Déclaration statutaire à la Commission - le 11 juin 2002 (pièce A-5)

[...]

Francine Otis Croteau

[...] Je suis payé au salaire minimum par chèque à la quinzaine. Sauf qu'il arrive qu'il y a du retard dans mes paies car les achats pour le commerce sont payés avant moi car il y a des périodes où il y a un manque de liquidité. Serge peut me faire une série de chèques qui sont datés à la quinzaine comme il doit les rentrer dans le livre de paie sauf qu'il me dit quand les encaissés c'est-à-dire lorsqu'il y a des fonds pour me payer c'est pourquoi il arrive que je n'encaisse pas mes chèques de paie immédiatement après les avoir reçus. Parce que sinon l'entreprise aurait des difficultés car il y a des périodes que je ne pourrais être payé faute de manque de fonds. Ceci aide à faire vivre notre commerce. Ça peut arriver que ça prenne 2 mois avant de pouvoir être payé. C'est sûr que si je travaillerais pour un autre employeur je ne pourrais pas accepter ces conditions.

[...]

Avant d'avoir droit au chômage, je travaillais au commerce selon les besoins et selon ma disponibilité sans être payé car le commerce en avait pas les moyens. J'étais comme collaboratrice à l'entreprise familiale. Si je ne recevais pas de chômage le commerce n'aurait pas le moyen de me payer ça serait comme avant que j'aie droit au chômage. Je ne ferais pas ça pour un autre employeur mais je le fais parce que c'est notre commerce et sinon on arriverait pas.

[...]

Déclaration statutaire à la Commission - le 16 décembre 2002 (pièce A-6)

▶ **Lignes sources**:
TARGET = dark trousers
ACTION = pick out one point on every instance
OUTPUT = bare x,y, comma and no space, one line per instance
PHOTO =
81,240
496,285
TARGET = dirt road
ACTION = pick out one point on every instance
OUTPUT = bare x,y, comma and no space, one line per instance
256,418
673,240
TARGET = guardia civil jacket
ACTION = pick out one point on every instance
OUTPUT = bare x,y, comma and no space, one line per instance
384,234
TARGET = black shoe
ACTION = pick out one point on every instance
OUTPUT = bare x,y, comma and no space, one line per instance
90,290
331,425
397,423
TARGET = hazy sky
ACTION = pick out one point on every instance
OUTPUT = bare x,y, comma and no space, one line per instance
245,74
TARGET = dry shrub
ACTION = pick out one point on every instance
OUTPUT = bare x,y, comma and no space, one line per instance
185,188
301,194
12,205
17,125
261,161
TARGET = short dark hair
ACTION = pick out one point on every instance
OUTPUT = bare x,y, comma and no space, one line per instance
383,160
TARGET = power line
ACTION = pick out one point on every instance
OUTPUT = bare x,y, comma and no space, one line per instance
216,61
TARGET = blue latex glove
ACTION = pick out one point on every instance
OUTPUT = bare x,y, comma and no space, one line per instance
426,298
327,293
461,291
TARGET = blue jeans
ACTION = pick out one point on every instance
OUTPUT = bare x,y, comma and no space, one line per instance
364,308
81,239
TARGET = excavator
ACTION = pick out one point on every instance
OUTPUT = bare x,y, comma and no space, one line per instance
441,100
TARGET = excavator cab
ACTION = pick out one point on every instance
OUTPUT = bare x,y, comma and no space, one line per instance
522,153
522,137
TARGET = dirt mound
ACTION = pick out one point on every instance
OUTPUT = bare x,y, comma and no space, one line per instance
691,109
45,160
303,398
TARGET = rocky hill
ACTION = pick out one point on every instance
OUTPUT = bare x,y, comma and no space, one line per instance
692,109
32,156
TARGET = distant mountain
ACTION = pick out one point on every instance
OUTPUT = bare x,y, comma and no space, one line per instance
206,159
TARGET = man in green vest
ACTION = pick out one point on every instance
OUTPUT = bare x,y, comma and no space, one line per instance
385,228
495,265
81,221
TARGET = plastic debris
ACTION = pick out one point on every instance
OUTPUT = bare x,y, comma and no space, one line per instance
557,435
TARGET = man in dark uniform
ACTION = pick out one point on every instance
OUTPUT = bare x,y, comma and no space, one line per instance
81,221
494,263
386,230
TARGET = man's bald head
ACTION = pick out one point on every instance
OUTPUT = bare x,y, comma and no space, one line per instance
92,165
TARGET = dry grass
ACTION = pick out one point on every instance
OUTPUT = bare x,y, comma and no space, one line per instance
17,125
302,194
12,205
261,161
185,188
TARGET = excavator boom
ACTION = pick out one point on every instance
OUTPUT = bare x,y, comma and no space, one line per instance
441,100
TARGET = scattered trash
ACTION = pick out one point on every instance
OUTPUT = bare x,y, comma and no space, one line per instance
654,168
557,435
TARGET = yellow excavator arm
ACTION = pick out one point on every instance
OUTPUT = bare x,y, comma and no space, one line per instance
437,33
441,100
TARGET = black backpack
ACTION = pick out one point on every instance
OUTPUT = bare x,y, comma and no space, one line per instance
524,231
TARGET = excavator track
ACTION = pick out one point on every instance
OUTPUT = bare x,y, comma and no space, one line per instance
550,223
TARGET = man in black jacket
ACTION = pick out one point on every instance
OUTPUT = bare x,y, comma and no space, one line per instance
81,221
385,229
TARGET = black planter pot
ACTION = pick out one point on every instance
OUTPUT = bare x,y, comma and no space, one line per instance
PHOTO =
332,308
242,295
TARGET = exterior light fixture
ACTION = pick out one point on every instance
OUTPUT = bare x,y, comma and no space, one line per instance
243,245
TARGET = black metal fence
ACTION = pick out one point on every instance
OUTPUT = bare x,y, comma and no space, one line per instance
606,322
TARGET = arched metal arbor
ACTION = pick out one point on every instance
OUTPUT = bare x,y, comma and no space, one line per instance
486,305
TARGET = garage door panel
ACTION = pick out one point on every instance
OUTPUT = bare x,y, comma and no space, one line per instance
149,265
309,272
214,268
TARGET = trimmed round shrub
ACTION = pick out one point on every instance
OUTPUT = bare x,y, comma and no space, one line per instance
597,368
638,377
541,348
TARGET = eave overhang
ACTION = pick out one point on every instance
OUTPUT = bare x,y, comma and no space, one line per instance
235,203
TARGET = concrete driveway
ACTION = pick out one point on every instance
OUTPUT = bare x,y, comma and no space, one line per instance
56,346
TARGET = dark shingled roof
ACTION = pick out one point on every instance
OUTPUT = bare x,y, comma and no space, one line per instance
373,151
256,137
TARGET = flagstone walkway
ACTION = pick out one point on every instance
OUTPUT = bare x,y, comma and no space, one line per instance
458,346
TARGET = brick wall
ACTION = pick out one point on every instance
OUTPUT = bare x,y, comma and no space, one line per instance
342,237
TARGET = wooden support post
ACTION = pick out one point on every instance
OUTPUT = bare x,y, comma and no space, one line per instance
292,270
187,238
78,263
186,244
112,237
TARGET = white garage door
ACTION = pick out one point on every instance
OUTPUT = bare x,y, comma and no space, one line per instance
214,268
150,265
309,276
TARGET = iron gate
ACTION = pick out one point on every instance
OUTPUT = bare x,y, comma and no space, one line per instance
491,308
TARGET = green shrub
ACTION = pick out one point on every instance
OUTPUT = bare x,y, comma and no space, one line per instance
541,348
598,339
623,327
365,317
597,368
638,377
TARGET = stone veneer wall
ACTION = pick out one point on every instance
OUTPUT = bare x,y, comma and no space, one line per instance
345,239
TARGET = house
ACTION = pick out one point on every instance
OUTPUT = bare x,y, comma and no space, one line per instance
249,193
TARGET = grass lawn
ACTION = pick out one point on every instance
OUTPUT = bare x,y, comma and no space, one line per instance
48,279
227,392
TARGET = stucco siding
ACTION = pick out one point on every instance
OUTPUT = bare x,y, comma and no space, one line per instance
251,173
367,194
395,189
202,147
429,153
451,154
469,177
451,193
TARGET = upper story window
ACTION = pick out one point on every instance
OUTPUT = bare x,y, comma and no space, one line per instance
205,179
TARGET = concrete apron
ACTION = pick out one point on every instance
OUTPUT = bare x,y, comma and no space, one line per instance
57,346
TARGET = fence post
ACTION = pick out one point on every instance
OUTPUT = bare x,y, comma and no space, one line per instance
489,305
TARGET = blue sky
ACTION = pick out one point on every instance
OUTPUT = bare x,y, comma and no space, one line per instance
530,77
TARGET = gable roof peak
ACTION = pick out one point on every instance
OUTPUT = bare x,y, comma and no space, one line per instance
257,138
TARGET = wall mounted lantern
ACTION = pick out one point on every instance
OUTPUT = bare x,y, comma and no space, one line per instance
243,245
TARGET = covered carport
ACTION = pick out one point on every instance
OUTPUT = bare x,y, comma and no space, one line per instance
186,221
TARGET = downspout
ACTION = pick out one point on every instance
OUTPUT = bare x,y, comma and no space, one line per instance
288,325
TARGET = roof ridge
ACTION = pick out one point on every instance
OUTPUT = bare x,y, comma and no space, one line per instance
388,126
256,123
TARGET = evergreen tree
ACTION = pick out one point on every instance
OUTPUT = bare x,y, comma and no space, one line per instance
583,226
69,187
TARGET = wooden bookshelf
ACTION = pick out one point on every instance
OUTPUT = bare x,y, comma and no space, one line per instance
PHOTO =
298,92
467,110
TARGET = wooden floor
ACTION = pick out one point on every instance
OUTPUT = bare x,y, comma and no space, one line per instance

▶ **Énoncé 1**:
Transcrivez, s'il vous plaît, le passage de la déclaration statutaire situé entre « [...] Je suis » et « accepter ces conditions. », bornes incluses.
▶ **Énoncé 2**:
Extrayez chacune des lignes ci-dessus qui contient la chaîne « roof ».

▶ **Solution complète 1**:
[...] Je suis payé au salaire minimum par chèque à la quinzaine. Sauf qu'il arrive qu'il y a du retard dans mes paies car les achats pour le commerce sont payés avant moi car il y a des périodes où il y a un manque de liquidité. Serge peut me faire une série de chèques qui sont datés à la quinzaine comme il doit les rentrer dans le livre de paie sauf qu'il me dit quand les encaissés c'est-à-dire lorsqu'il y a des fonds pour me payer c'est pourquoi il arrive que je n'encaisse pas mes chèques de paie immédiatement après les avoir reçus. Parce que sinon l'entreprise aurait des difficultés car il y a des périodes que je ne pourrais être payé faute de manque de fonds. Ceci aide à faire vivre notre commerce. Ça peut arriver que ça prenne 2 mois avant de pouvoir être payé. C'est sûr que si je travaillerais pour un autre employeur je ne pourrais pas accepter ces conditions.

▶ **Solution complète 2**:
TARGET = dark shingled roof
TARGET = gable roof peak
TARGET = roof ridge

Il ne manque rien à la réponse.